____ Líneas del ejercicio
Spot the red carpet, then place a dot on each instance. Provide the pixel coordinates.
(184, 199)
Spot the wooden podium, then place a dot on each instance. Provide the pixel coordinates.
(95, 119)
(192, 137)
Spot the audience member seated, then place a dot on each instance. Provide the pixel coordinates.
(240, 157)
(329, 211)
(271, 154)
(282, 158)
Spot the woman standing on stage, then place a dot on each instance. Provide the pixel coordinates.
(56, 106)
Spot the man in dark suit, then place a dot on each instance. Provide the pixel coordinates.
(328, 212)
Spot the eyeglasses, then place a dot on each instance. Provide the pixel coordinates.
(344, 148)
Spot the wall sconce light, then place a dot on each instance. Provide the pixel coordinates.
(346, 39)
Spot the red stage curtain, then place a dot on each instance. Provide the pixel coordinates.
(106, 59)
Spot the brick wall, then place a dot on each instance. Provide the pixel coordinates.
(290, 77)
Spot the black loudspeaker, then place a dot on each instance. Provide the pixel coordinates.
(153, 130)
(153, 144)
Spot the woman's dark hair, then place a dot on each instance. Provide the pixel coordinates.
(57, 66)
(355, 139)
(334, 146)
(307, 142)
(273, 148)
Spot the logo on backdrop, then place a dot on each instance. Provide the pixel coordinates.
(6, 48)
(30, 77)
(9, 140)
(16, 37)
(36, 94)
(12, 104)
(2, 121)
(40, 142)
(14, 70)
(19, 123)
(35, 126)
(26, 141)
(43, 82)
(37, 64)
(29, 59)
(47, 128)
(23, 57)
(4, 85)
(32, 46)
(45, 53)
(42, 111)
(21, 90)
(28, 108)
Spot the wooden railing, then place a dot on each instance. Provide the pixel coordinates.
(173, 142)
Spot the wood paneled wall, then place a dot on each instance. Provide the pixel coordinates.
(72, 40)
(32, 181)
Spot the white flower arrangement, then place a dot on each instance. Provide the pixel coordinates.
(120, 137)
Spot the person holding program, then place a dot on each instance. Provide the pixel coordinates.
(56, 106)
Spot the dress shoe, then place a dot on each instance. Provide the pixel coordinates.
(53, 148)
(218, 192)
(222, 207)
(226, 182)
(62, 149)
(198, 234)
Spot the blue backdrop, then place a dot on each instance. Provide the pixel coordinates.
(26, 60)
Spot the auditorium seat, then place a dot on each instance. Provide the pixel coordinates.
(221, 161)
________
• [Enunciado de la tarea] Cita textualmente todas las líneas de arriba, de la primera a la última.

• [Respuesta completa]
Spot the red carpet, then place a dot on each instance. Provide the pixel coordinates.
(184, 199)
Spot the wooden podium, then place a dot on each instance. Provide the pixel coordinates.
(95, 119)
(192, 137)
Spot the audience member seated, then place a dot on each instance. Provide the pixel coordinates.
(240, 157)
(329, 211)
(271, 154)
(282, 158)
Spot the woman standing on stage, then place a dot on each instance. Provide the pixel coordinates.
(56, 106)
Spot the man in dark suit, then place a dot on each instance. Provide the pixel coordinates.
(328, 212)
Spot the eyeglasses, then place a dot on each instance. Provide the pixel coordinates.
(344, 148)
Spot the wall sconce light, then place a dot on each instance. Provide the pixel coordinates.
(346, 39)
Spot the red stage curtain, then place a dot on each instance. Provide the pixel coordinates.
(106, 59)
Spot the brick wall, then place a dot on each instance. Provide the pixel coordinates.
(290, 77)
Spot the black loudspeaker, then place a dot on each instance. Provide the pixel coordinates.
(153, 130)
(153, 144)
Spot the woman's dark hair, then place a dot on each instance. Provide the pixel coordinates.
(57, 66)
(355, 139)
(334, 146)
(307, 142)
(273, 148)
Spot the logo on backdrop, then place a dot on each instance. Provide the pixel coordinates.
(6, 48)
(30, 77)
(9, 140)
(16, 37)
(36, 94)
(12, 104)
(2, 121)
(40, 142)
(14, 70)
(19, 123)
(35, 126)
(26, 141)
(43, 82)
(37, 64)
(29, 59)
(47, 128)
(23, 57)
(4, 85)
(32, 46)
(45, 53)
(42, 111)
(21, 90)
(28, 108)
Spot the wooden railing, then place a dot on each instance. Provide the pixel coordinates.
(173, 142)
Spot the wood paneled wall, then place a dot on each instance. Provide the pixel coordinates.
(72, 40)
(32, 181)
Spot the white flower arrangement, then place a dot on each instance. Provide the pixel coordinates.
(120, 137)
Spot the person holding program, then place a dot on each instance. Provide the pixel coordinates.
(56, 106)
Spot the dress shoe, then place a dot on each instance. Provide the pixel coordinates.
(53, 148)
(218, 192)
(222, 207)
(226, 182)
(62, 149)
(198, 234)
Spot the blue backdrop, then place a dot on each instance. Provide the pixel coordinates.
(26, 60)
Spot the auditorium seat, then place a dot on each instance. Provide the pixel coordinates.
(221, 161)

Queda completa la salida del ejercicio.